#### TEXT EXCERPT:
※ ※ ※
Grambling State University's new finance vice president, Billy Owens, says he accepted the long-vacant job for two reasons:
?"Dr. [GSU interim president Neari] Warner called so many times a day, and she came to the airport to pick me up herself."
?"It's cold up there [Chicago, where he worked for the Rev. Jesse Jackson's Rainbow Coalition/Operation PUSH], and it's hot down here."
Warner introduced Owens at a press conference Monday, his first day on the job. Recruiting a chief financial officer has taken 18 months, she said. Along the way, the university has sought help from a number of consultants and brought several candidates to campus.
Owens was one of two finalists under consideration last year, but a search committee led by Faculty Senate president Ellen Smiley declined to recommend him because his $150,000 salary requirement was too high and he refused to submit to a background check. Since then, Warner said, "we negotiated."
Negotiations did not cut back Owens' salary demand, however. At $150,000 he is the highest paid of any campus administrator in the eight-member University of Louisiana System.
"I believe we have the best chief financial officer in this state," Warner said. "He has reminded us [a return to financial accountability standards] won't happen overnight."
The new vice president is familiar with the SCT Banner 2000 accounting software that GSU bought three years ago and that has continued to baffle business office staffers. "We evaluated it at Tuskegee," he said, "and we used it at Medical College of Wisconsin."
Owens had yet to examine GSU's hardware and software systems or assess the data processing and accounting staffs. That will be his first order of business, he said. The second: to meet with Legislative Auditor Dan Kyle.
The university failed state legislative audit standards for 1998, 1999 and 2000. "These issues will not go away overnight, but we will resolve those issues. When you've got to wait on outsiders to tell you something is happening, something is wrong," Owens said.
Those outsiders include the Southern Association of Colleges and Schools, which requires audited financial statements as a condition of membership and has directed GSU to submit audited statements for 2000 and 2001 to reaffirm its accreditation. It is too late to reopen year 2000 statements, Owens said. "I can't do anything about the past, but our goal is to get an unqualified opinion this year and certainly by next year."
His promise to "be an agent of change" drew applause from an audience of more than 125 faculty and staff members, retirees, UL supervisors Tex Kilpatrick and David Wright, state Sen. Bill Jones, state Rep. Rick Gallot, Mayors John Williams of Grambling and David Aubrey of Homer, and GSU National Alumni Association head James Bradford. "It will take change so we can be where we need to be," GSU's newest administrator declared.
Employees unwilling to change may have to leave, Owens suggested. "A few will suffer because they refuse to be part of the change."
※ ※ ※
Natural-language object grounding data

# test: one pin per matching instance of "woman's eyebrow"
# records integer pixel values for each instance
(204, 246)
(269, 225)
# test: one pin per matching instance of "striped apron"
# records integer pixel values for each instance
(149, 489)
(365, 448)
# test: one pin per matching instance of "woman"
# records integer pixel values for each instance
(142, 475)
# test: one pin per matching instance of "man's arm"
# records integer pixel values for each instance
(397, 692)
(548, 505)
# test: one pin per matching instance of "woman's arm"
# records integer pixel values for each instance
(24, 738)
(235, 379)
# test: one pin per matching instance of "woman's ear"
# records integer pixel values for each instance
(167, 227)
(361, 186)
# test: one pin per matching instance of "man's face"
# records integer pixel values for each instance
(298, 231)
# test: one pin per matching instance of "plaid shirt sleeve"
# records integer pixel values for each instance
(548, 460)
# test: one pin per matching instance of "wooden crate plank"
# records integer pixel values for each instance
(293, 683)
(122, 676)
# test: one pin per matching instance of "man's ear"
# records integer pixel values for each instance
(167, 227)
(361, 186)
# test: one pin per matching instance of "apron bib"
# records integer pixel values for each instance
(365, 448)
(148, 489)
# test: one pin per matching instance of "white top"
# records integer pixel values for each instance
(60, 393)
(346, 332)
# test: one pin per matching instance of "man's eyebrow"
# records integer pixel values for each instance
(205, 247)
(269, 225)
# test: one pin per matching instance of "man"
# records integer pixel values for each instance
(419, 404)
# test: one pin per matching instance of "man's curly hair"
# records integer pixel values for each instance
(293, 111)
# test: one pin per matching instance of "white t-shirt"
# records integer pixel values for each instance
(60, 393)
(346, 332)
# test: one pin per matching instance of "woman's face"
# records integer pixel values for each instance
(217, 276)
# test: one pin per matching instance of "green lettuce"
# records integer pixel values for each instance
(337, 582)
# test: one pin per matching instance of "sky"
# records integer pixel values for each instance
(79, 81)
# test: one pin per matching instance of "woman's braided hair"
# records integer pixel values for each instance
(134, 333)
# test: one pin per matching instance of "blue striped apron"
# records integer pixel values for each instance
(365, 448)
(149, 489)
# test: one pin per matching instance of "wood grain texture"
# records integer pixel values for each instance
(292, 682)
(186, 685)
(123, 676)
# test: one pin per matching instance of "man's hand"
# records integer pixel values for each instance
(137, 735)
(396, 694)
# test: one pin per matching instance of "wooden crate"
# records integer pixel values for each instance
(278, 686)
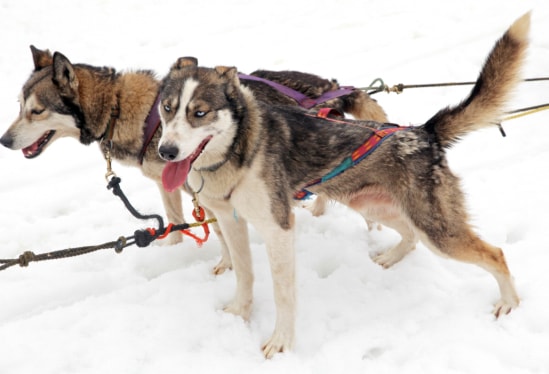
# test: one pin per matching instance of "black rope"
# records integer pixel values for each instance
(141, 238)
(114, 184)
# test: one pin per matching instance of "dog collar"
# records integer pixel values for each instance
(152, 123)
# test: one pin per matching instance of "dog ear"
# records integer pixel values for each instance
(185, 62)
(41, 58)
(64, 76)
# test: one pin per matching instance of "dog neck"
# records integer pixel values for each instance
(134, 95)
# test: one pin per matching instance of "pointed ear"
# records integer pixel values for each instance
(64, 76)
(185, 62)
(41, 58)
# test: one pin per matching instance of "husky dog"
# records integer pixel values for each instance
(98, 104)
(250, 158)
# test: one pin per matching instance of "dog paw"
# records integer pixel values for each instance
(503, 307)
(243, 310)
(278, 343)
(386, 259)
(222, 266)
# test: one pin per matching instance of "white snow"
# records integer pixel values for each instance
(158, 309)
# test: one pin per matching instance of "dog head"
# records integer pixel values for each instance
(48, 106)
(199, 109)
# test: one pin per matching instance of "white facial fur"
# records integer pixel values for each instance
(179, 132)
(29, 126)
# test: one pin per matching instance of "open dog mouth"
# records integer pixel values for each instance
(175, 173)
(37, 147)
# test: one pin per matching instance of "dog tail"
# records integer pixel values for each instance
(484, 105)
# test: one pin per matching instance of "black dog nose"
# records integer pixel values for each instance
(6, 141)
(168, 152)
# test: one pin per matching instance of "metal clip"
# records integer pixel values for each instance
(198, 212)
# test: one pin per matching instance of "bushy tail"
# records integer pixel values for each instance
(485, 104)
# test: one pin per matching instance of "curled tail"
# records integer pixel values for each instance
(485, 104)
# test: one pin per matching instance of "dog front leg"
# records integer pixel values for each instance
(280, 249)
(236, 235)
(225, 262)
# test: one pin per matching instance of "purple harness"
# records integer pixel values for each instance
(303, 100)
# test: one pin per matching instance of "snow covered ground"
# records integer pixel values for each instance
(158, 309)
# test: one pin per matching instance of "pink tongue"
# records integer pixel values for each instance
(175, 174)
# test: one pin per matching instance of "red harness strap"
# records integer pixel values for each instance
(359, 154)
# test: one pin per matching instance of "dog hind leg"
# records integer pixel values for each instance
(468, 247)
(376, 206)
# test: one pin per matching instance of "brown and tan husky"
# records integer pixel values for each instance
(253, 158)
(95, 104)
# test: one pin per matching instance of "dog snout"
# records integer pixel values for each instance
(6, 140)
(168, 152)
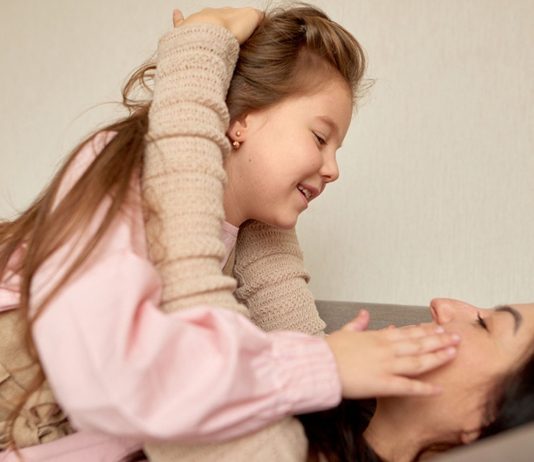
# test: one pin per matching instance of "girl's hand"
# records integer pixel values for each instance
(241, 22)
(383, 362)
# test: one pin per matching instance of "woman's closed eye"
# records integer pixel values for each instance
(481, 322)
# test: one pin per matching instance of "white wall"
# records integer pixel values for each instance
(436, 195)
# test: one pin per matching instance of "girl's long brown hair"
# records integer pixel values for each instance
(288, 46)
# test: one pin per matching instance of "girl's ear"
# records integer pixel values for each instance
(237, 129)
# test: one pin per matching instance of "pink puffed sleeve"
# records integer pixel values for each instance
(117, 364)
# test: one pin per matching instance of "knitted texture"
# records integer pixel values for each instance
(183, 182)
(272, 280)
(183, 176)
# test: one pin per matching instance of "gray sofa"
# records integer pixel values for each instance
(513, 446)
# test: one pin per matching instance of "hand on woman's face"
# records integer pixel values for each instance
(493, 342)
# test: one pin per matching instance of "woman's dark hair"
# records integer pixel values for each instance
(514, 405)
(337, 434)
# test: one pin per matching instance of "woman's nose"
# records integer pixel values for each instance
(445, 310)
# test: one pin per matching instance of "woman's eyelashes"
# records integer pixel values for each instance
(481, 322)
(320, 139)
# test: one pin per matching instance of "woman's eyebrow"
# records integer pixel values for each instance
(518, 319)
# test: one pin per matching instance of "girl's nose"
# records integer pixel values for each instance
(329, 170)
(445, 310)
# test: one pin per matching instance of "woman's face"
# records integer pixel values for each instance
(287, 155)
(493, 343)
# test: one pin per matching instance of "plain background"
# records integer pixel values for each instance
(436, 194)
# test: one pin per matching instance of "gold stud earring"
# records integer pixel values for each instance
(236, 144)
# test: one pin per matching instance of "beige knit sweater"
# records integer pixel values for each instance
(183, 180)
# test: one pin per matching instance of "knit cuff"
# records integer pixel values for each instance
(195, 65)
(308, 373)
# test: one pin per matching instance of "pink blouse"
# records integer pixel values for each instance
(125, 372)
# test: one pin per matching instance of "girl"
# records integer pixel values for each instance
(87, 266)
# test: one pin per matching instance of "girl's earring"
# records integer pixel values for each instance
(236, 144)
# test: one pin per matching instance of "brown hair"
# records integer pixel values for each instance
(273, 63)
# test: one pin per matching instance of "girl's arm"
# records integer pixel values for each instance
(183, 175)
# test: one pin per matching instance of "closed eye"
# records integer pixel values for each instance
(319, 139)
(481, 322)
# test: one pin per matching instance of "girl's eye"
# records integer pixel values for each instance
(481, 322)
(319, 139)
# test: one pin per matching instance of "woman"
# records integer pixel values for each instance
(488, 389)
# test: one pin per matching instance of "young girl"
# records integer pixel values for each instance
(98, 271)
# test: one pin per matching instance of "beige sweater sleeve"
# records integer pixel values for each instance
(183, 182)
(183, 175)
(272, 280)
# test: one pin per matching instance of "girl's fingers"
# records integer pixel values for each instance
(426, 344)
(359, 323)
(415, 365)
(421, 330)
※ ※ ※
#### WHAT THIS EXERCISE ASKS:
1. In the article on Grambling State's new finance vice president, list every person named as a member of the audience whose applause greeted Owens' promise.
2. From the article on Grambling State's new finance vice president, extract the passage that opens with the words containing "Those outsiders include" and closes with "newest administrator declared.".

#### RESPONSES:
1. Tex Kilpatrick, David Wright, Bill Jones, Rick Gallot, John Williams, David Aubrey, James Bradford

2.
Those outsiders include the Southern Association of Colleges and Schools, which requires audited financial statements as a condition of membership and has directed GSU to submit audited statements for 2000 and 2001 to reaffirm its accreditation. It is too late to reopen year 2000 statements, Owens said. "I can't do anything about the past, but our goal is to get an unqualified opinion this year and certainly by next year."
His promise to "be an agent of change" drew applause from an audience of more than 125 faculty and staff members, retirees, UL supervisors Tex Kilpatrick and David Wright, state Sen. Bill Jones, state Rep. Rick Gallot, Mayors John Williams of Grambling and David Aubrey of Homer, and GSU National Alumni Association head James Bradford. "It will take change so we can be where we need to be," GSU's newest administrator declared.